RECORDS PROVIDED -
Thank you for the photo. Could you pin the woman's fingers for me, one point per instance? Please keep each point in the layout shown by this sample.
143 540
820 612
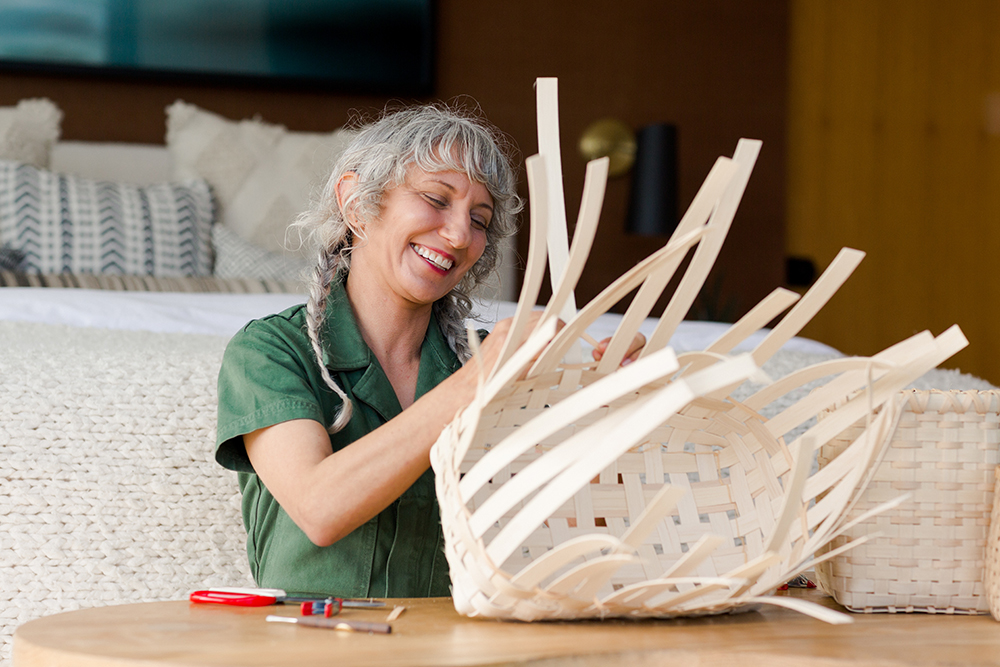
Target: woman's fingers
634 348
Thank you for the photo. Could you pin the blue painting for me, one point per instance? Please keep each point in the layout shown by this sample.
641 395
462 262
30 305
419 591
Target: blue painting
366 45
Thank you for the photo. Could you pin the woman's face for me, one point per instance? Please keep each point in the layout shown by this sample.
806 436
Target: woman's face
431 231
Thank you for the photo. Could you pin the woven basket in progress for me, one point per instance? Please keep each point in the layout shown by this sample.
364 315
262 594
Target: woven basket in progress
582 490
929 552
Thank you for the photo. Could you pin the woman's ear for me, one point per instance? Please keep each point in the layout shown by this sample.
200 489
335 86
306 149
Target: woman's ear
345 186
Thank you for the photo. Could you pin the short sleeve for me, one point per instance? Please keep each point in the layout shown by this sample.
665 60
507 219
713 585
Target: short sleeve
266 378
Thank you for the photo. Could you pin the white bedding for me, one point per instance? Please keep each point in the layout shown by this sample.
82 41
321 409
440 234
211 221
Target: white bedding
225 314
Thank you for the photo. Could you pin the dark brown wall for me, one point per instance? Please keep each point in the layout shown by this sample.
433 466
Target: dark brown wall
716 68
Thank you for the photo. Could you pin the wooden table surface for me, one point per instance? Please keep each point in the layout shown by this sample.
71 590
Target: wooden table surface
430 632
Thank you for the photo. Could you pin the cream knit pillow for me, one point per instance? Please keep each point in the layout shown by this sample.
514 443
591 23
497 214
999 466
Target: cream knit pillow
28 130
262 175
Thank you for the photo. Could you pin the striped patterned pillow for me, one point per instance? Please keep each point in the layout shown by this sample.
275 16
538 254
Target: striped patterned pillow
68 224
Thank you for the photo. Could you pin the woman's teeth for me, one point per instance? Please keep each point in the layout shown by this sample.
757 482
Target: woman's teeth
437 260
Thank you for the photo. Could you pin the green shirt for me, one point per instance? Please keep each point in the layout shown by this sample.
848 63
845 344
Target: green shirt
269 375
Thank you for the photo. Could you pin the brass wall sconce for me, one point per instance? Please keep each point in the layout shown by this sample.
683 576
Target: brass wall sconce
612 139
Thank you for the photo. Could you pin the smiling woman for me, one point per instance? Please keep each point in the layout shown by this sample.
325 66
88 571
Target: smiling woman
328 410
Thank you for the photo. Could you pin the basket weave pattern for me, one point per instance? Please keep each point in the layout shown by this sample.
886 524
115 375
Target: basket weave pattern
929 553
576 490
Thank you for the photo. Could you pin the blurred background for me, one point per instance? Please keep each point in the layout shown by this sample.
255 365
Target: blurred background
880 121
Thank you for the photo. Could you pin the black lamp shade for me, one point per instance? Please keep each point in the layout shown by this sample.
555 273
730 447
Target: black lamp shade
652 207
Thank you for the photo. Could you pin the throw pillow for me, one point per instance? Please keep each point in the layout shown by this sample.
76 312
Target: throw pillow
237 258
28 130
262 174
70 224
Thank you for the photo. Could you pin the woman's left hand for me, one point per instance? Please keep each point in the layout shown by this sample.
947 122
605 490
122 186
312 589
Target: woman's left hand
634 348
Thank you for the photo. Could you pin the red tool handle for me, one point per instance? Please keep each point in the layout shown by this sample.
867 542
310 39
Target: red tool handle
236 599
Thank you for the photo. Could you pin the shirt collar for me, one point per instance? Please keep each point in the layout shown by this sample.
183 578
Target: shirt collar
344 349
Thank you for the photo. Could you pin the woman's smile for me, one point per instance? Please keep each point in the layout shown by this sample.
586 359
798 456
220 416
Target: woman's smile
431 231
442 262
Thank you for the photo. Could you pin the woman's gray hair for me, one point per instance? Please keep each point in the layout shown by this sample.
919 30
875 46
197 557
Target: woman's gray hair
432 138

TO DO - The records above should be returned exactly, with only their pictures held back.

EXERCISE RESULT -
Thank you for the photo. Could you pin the woman's fingers for me, one point per instance? Please keep each point in the layout shown by this sample.
143 540
820 612
Target: woman's fingers
634 348
Thank you for the photo. Could you pin the blue painting for me, one point per instance? Please keep each point in the layout shown by this sample.
641 395
462 262
30 305
419 591
Target: blue painting
366 45
Thank you for the photo. Could you pin the woman's face for me, one point per instance? Please keep each point in the layout shown by this sample.
806 436
Target: woman's face
431 231
Thank you for the photo. Could you pin the woven basket in progress for me, one point per instance? Please keep each point in the layout shown by this sample.
364 315
262 594
Target: woven basket in progress
582 490
929 552
Thank you for the photo. Could you pin the woman's ear for me, one point per instance? Please keep each point in the layout shown by this sample.
200 489
335 86
306 149
Target: woman's ear
345 186
Thank you for the photo. Could you pin the short sleeve for me, one point per instance? Please keep each point in the layout shown by this sample.
665 60
507 219
713 585
Target: short sleeve
266 378
Thank you for the photo. Could you pin the white bedding for me, one point per instance? Please keep each point in the layout shown by this sample.
82 41
321 409
440 234
211 221
Target: white bedding
225 314
Thank you for the photo. Could you pin the dark brown wall for me, one point per instance? Please keep each point in the layout shown by this sample.
433 466
Target: dark brown wall
716 68
Thank you for the photo. Could you pin the wooden table surface for me, one point per instance? Please keep each point in the layout shown by this sample.
71 590
Target: wooden table surface
430 632
Thank you for the photo. Could you pin the cream knit pillow for me, one point per instance? Please keep each point in the layout shown by this sample.
514 443
591 23
497 214
999 466
Target: cream knit pillow
28 130
262 175
Thank you for the photo. Could you pin the striped patterned pillow for me, one point per instance? Please keep each point in the layout shown by this sample.
275 16
538 254
Target: striped patterned pillow
68 224
Thank you for the photo. Could you pin the woman's teeth for me, one point per instance? Please keep each point in the layout shown by this sample.
757 482
Target: woman's teeth
437 260
Thank you for the photo. Could you pin the green shirt for me, one point per instance? Please keep each point in the layout shown by this sample.
848 63
845 344
Target: green shirt
269 375
Thank you for the photo. Could you pin the brass wall sconce for me, one point per instance? Please keep each point in the layout shown by this sample.
683 576
Target: brass wall sconce
612 139
Thank you for the photo. Could you pin the smiling woman for me, one point per instance? Please keep each point in the layout shown by this sample.
325 66
88 571
Target: smiling woman
328 410
Thank you for the photo. Could you pin the basket weave pattern for me, one point per instance? Please keep each point in the layout shown by this sample.
886 524
115 375
Target: basket weave pattern
929 553
576 490
Thank you for the photo. Could you pin the blurred background for me, one point per instance? Please keep each point in the layout shown by this sample.
255 365
Target: blurred background
880 121
Thank you for the photo. Could you pin the black lamp shade for me, one point per instance? Please keep each point in the layout shown by this sample.
555 273
730 447
Target: black lamp shade
652 207
Thank you for the photo. Could you pin the throw pillow for me, one point per instance? Please keep each point in the layout shown by this sample.
76 312
Target: throw pillow
237 258
28 130
262 174
70 224
Thank you for the photo. Could you pin the woman's left hand for me, one point per instance? Please keep each point in the layout shown by this sample.
947 122
605 490
122 186
312 589
Target: woman's left hand
634 348
Thank you for the photo. Could you pin the red tool handle for me, one point per instance? Please keep each point in the layout shown by this sample.
867 542
310 39
Target: red tool handle
236 599
Thank you for the photo. Could you pin the shirt collar for me, one point per instance? Please keep each point in the layout shown by this sample.
183 578
Target: shirt collar
344 349
Thank you for the photo. Could you pin the woman's smile for me, one point per instance? Please keep each point in the layout shown by this sample.
586 359
798 456
220 416
Target: woman's smile
431 231
442 262
Thank you for the photo. Could you pin the woman's gray hair for me, one point per instance? Please keep each point in the layout shown by this sample.
919 30
875 46
197 557
Target: woman's gray hair
432 138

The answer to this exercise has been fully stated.